* [Assigned task]: Retype every entry below exactly as it stands.

⁂

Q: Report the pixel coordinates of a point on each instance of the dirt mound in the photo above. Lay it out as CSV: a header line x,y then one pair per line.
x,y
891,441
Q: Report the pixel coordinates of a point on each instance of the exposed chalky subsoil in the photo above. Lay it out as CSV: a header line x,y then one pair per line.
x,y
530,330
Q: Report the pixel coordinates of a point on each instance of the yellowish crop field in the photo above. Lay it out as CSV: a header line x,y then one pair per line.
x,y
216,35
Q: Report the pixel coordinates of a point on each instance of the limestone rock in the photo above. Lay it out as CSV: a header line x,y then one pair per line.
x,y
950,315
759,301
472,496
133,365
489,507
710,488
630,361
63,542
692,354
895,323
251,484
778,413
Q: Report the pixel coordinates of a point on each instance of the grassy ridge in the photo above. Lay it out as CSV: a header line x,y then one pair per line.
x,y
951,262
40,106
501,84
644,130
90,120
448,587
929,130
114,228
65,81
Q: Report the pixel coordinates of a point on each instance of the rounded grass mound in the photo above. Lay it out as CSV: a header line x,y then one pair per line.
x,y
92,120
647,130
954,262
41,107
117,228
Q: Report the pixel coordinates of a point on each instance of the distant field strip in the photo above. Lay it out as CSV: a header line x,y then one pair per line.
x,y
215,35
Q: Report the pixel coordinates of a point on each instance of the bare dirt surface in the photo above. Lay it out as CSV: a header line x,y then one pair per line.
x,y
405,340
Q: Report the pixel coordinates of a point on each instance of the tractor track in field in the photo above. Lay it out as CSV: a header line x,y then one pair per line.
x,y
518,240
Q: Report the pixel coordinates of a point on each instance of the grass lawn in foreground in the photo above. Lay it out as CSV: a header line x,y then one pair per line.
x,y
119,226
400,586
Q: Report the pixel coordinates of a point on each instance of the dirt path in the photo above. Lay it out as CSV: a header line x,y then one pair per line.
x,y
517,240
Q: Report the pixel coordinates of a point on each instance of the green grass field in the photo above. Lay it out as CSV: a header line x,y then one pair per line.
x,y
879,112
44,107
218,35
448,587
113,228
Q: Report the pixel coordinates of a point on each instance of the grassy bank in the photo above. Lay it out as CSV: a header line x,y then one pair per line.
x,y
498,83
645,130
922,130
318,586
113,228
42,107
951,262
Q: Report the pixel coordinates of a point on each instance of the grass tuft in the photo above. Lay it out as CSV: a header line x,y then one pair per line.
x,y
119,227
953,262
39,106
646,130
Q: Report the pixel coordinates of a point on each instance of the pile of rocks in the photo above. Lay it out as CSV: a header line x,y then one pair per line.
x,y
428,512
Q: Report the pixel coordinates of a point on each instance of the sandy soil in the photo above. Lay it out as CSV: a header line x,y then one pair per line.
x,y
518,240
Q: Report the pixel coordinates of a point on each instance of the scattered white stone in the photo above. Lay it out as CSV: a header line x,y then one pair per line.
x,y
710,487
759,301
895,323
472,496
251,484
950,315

⁂

* [Output for this task]:
Q: Report the pixel coordinates of a point on each instance of the dirt mound in the photo above. Lay it out as CSV: a header line x,y then one pair per line.
x,y
891,441
Q: Report the pixel coordinates of a point on each instance of the exposed chalky subsoil in the photo above. Lay it out as CSV: a header line x,y then one pair per line.
x,y
530,330
Q: Report the pixel coordinates of a point on each instance of the yellowish crop field in the photo above. Lay it out as CSV: a header line x,y then one pair per line.
x,y
216,35
Q: Report the pixel coordinates of a point on each instance of the limestone rock in the photo above. Lay it out as CSV: a header line x,y then one pair per line.
x,y
950,315
759,301
472,496
133,365
489,507
710,488
630,361
63,542
692,354
895,323
251,484
778,413
Q: Report the pixel coordinates of a point on each instance of the grassy ridge in the photo above. Lay it out as CSV: a header line x,y then one pair per line.
x,y
951,262
40,106
501,84
644,130
90,120
448,587
929,130
114,228
65,81
Q: Report the pixel coordinates of a point on each instance of the rounded grass mound in the photo above. Lay it out as CSV: a header line x,y then one pair per line.
x,y
92,120
647,130
954,262
41,107
117,228
Q: Report the pixel coordinates of a point on each instance of the distant field strip in the photo above. Lay it out as CSV: a header line x,y then one pair per line.
x,y
215,35
Q: Report the pixel coordinates of a point on each instance of the bare dirt surface in the photo above. Lay it out as CSV: a header line x,y then one pair per line.
x,y
405,340
Q: Report the pixel coordinates of a point on each instance of the tractor track in field in the photo above. Lay it out as CSV: a header line x,y then one pair per line.
x,y
518,240
Q: Report the pixel coordinates of a point on each instance of the grass lawn in foreground in the photo above. Lay it out as CSV: a header line x,y then one pair per line.
x,y
119,226
400,586
Q: Report the pixel coordinates of a point on each instance of the dirt path in the photo above. Lay it out as CSV: a header line x,y then one pair per line.
x,y
517,240
Q: Report the pixel coordinates of a point on each instance of the green grass field in the photo above. Lay it out as CSV: a header line x,y then one pair per line.
x,y
879,112
44,107
218,35
448,587
113,228
Q: Report the pixel coordinates of a point on each instance of the grassy bank in the photo above. Lay it out as CSV: a header line x,y then one pair per line.
x,y
498,83
645,130
922,130
318,586
113,228
42,107
951,262
Q: Report the pixel coordinates of a point on each instance of the grass tuft in the photo above. Lay it out as CSV: a header line x,y then one pair per line.
x,y
119,227
953,262
39,106
646,130
Q: Report the pixel coordinates of a point on each instance of the pile of rocks in the photo above. Lay it out as CSV: a header line x,y then one pair per line.
x,y
428,512
Q: Report the pixel coordinates of a point on each instance of the sandy soil in the photo above. Lay it out as CSV: a header line x,y then one pair per line.
x,y
518,240
Q: Report the pixel coordinates of a point on each instance of the scattered white stone in the photo above. Lay it out as CSV: a header line x,y then one pair per line.
x,y
710,487
759,301
895,323
472,496
251,484
950,315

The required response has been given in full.